---------- THE DATA ----------
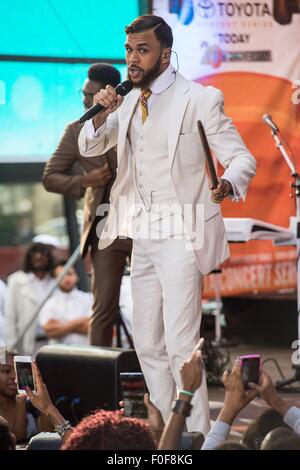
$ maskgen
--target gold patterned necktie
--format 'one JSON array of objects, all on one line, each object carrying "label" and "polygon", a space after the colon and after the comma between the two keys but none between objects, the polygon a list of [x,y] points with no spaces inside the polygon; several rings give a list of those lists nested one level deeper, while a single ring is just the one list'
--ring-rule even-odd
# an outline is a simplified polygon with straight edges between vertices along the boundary
[{"label": "gold patterned necktie", "polygon": [[140,103],[141,103],[141,108],[142,108],[142,122],[146,121],[148,117],[148,98],[152,94],[152,91],[150,88],[145,88],[144,90],[141,91],[140,95]]}]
----------
— EXERCISE INSTRUCTIONS —
Please go through the data above and copy every line that has the word "ring".

— OUTPUT FOR THIS TASK —
--format 'one JSON array of objects, all on one line, each object carrying "label" and "polygon", a space after the colon and after the comma between the two keys but none between objects, the polygon a list of [x,y] points with no spaces inside the polygon; several rings give a list of those lists nested one level deeper, while a single ring is just the one list'
--ring-rule even-odd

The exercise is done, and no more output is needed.